Direction: Rewrite the items from the line containing "Exercise. Mark every instance of the gray" down to the line containing "pixel 315 273", updating "Target" to "Object" and leaving everything else unchanged.

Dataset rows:
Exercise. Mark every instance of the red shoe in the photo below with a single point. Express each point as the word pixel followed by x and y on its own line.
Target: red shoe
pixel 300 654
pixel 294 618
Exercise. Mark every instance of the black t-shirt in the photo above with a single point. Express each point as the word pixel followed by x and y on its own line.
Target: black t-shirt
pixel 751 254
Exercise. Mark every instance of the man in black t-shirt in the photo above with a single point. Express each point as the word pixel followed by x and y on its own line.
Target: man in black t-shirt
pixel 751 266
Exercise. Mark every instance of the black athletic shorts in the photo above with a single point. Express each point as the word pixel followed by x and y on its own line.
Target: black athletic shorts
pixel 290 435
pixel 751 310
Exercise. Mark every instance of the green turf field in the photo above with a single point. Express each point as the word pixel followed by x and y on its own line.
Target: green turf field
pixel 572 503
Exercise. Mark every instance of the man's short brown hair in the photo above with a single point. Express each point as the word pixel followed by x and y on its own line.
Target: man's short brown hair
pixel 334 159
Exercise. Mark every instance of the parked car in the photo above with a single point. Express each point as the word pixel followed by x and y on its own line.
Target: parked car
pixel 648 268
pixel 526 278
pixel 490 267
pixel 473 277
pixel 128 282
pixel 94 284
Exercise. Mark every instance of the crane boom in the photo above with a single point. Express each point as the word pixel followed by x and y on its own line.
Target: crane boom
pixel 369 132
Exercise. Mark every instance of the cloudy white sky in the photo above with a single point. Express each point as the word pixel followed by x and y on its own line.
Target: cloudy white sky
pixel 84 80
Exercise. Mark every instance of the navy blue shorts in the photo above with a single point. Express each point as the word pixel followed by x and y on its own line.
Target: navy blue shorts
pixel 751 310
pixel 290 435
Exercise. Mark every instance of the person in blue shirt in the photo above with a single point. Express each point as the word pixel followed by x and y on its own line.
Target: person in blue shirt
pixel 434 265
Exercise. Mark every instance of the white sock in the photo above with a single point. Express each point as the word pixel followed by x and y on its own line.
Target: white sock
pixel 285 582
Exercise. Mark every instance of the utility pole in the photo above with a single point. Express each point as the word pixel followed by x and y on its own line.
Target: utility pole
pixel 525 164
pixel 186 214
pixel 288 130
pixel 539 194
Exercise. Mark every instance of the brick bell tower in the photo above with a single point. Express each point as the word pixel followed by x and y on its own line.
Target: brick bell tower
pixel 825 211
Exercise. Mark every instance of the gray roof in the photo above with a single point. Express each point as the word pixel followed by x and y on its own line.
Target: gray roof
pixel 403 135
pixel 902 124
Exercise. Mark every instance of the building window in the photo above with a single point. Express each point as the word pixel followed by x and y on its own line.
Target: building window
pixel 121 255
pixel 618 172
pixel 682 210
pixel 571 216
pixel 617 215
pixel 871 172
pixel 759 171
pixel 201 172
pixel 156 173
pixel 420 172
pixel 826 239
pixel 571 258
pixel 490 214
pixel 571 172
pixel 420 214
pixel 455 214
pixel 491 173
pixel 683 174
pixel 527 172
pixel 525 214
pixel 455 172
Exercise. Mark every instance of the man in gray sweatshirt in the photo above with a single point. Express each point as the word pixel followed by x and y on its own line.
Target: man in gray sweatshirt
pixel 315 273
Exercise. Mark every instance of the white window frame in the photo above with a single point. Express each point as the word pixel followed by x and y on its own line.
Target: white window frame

Final answer:
Exercise. Mark every instance of the gray roof in the photo above with a single point. Express each point as the word pixel followed by x and y on its own line.
Object: gray roof
pixel 403 135
pixel 902 124
Exercise. Mark every instance of the building window in the photo above with a single point. Express each point as the word pixel followed by x and y on its own line.
Object: building window
pixel 121 255
pixel 618 172
pixel 682 210
pixel 571 216
pixel 617 215
pixel 871 172
pixel 759 171
pixel 201 172
pixel 156 173
pixel 420 172
pixel 826 239
pixel 571 258
pixel 490 214
pixel 571 172
pixel 420 214
pixel 455 214
pixel 491 173
pixel 683 174
pixel 527 172
pixel 525 214
pixel 455 172
Exercise. Mark every instance of the man in gray sweatshirt in the photo above with a single point. Express each point as the word pixel followed by x and y on its own line.
Object: man in gray sweatshirt
pixel 315 273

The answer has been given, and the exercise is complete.